** Listed entries follows **

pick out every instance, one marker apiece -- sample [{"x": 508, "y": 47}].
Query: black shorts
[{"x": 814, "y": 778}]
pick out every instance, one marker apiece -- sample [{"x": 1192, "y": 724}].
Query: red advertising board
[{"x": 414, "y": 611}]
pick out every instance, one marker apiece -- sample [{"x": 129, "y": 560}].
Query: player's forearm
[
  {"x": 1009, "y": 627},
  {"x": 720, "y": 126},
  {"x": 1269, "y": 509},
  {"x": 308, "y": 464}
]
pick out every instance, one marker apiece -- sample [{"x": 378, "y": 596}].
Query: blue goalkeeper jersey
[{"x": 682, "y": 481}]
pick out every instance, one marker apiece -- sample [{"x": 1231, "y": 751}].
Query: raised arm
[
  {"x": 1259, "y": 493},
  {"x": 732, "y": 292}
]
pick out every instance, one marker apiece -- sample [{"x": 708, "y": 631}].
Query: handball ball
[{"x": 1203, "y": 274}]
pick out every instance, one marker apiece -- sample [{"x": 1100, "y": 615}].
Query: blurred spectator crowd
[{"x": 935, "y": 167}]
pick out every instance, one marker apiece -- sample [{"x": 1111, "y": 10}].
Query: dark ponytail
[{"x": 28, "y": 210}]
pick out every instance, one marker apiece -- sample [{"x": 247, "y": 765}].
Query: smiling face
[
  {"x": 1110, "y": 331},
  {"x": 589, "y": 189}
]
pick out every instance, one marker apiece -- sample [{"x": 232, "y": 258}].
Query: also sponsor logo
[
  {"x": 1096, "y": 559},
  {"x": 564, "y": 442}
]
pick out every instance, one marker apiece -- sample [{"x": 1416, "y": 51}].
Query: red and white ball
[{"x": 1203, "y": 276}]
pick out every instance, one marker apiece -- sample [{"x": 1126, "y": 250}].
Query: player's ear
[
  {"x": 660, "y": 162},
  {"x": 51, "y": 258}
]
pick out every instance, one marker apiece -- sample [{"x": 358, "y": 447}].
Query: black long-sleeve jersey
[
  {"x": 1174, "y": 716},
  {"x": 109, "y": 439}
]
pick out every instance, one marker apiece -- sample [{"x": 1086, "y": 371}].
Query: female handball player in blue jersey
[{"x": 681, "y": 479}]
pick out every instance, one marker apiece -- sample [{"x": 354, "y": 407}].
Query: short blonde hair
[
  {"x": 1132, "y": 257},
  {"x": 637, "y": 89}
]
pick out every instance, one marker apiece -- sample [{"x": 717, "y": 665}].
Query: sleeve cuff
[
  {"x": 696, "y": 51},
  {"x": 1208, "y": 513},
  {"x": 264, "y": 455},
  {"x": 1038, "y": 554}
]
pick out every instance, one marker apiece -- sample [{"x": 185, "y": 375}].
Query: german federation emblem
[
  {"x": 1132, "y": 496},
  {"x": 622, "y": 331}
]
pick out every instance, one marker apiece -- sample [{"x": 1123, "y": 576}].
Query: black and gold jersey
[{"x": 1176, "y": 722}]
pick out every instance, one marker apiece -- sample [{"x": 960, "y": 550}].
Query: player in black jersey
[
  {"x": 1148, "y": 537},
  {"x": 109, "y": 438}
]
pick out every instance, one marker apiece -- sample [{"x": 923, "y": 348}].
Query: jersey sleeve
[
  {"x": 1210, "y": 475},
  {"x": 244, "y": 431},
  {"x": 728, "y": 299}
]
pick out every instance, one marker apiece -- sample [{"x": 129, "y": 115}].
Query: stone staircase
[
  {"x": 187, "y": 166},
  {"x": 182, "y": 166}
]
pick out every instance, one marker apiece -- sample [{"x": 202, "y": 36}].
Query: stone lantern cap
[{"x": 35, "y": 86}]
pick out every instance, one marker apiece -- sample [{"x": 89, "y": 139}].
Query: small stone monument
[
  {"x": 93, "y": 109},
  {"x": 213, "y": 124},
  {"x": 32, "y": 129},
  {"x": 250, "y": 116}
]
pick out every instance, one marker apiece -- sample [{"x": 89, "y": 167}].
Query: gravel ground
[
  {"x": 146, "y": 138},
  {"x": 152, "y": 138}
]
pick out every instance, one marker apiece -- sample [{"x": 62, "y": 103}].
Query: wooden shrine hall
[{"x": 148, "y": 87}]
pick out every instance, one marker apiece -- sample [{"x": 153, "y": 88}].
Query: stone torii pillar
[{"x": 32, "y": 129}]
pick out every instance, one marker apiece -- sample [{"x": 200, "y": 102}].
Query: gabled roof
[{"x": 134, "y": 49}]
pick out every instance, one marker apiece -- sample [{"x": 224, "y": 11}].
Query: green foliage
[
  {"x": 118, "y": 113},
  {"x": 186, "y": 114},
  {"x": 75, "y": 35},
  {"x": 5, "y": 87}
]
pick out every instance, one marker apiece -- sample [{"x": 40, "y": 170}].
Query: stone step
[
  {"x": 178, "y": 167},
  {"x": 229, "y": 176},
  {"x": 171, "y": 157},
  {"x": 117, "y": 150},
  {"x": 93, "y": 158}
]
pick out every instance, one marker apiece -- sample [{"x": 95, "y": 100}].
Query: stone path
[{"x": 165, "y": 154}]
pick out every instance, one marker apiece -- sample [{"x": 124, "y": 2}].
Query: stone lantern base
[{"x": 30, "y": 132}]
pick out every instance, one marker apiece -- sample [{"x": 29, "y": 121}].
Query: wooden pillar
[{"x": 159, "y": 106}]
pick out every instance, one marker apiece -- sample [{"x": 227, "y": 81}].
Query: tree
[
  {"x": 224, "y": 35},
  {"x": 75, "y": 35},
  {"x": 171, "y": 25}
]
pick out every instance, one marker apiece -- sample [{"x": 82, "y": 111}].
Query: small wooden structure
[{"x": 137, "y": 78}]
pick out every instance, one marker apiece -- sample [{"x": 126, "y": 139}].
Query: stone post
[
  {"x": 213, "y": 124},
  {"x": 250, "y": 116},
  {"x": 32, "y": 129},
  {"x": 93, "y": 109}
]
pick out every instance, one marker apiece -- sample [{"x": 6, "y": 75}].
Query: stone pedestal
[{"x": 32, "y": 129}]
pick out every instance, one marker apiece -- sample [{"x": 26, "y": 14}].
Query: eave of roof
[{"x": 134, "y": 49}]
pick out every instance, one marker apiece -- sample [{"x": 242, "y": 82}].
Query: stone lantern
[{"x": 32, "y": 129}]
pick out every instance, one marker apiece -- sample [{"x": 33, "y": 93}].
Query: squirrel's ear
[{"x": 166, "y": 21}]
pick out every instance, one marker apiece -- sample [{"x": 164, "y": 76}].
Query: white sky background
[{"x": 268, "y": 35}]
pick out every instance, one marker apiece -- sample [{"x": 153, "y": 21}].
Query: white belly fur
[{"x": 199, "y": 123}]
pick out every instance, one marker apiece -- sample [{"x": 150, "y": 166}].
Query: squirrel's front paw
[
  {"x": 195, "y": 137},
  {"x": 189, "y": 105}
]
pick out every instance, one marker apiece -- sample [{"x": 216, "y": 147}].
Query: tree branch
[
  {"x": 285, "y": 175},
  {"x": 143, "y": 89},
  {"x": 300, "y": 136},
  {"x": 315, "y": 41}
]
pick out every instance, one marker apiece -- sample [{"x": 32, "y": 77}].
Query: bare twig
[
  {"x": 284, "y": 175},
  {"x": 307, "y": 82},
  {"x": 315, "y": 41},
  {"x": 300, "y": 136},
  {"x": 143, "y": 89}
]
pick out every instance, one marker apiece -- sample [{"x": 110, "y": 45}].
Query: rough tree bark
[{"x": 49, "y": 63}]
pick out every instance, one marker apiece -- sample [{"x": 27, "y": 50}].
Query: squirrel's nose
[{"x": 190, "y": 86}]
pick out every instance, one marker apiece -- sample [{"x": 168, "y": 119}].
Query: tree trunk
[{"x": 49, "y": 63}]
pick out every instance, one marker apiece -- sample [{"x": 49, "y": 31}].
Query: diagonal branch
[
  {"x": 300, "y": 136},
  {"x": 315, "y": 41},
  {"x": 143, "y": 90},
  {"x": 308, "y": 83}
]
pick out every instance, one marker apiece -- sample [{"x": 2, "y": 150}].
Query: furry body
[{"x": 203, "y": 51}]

** End of Listed entries **

- What is expected
Look above for the line containing "Query: squirrel's ear"; copy from it through the last line, exactly, and nothing more.

- Solution to this problem
Query: squirrel's ear
[{"x": 166, "y": 21}]
pick out every instance, one marker apiece -- sample [{"x": 164, "y": 76}].
Query: white sky background
[{"x": 268, "y": 35}]
pick out every instance, one marker apiece -- sample [{"x": 153, "y": 21}].
Query: white belly fur
[{"x": 199, "y": 123}]
pick out every instance, one marker apiece -- sample [{"x": 150, "y": 166}].
Query: squirrel's front paw
[
  {"x": 195, "y": 137},
  {"x": 189, "y": 105}
]
pick out every instance, one marker apiece -- sample [{"x": 216, "y": 147}].
Query: tree branch
[
  {"x": 285, "y": 175},
  {"x": 143, "y": 89},
  {"x": 300, "y": 136},
  {"x": 315, "y": 41}
]
pick out every instance, one marker apiece -- sample [{"x": 32, "y": 77}].
Query: bare twig
[
  {"x": 284, "y": 175},
  {"x": 307, "y": 82},
  {"x": 315, "y": 41},
  {"x": 300, "y": 136},
  {"x": 143, "y": 89}
]
pick out every instance, one marker apiece -- sample [{"x": 110, "y": 45}].
Query: rough tree bark
[{"x": 49, "y": 63}]
pick out every instance, one marker apiece -- sample [{"x": 27, "y": 50}].
Query: squirrel's nose
[{"x": 190, "y": 86}]
pick out every instance, one marker apiece -- sample [{"x": 168, "y": 119}].
Query: tree trunk
[{"x": 49, "y": 63}]
pick out every instance, one marker apiece -- sample [{"x": 49, "y": 31}].
Query: diagonal branch
[
  {"x": 300, "y": 136},
  {"x": 315, "y": 41},
  {"x": 143, "y": 90},
  {"x": 308, "y": 83}
]
pick out every instance, one marker apiece -- sample [{"x": 2, "y": 150}].
Query: furry body
[{"x": 203, "y": 51}]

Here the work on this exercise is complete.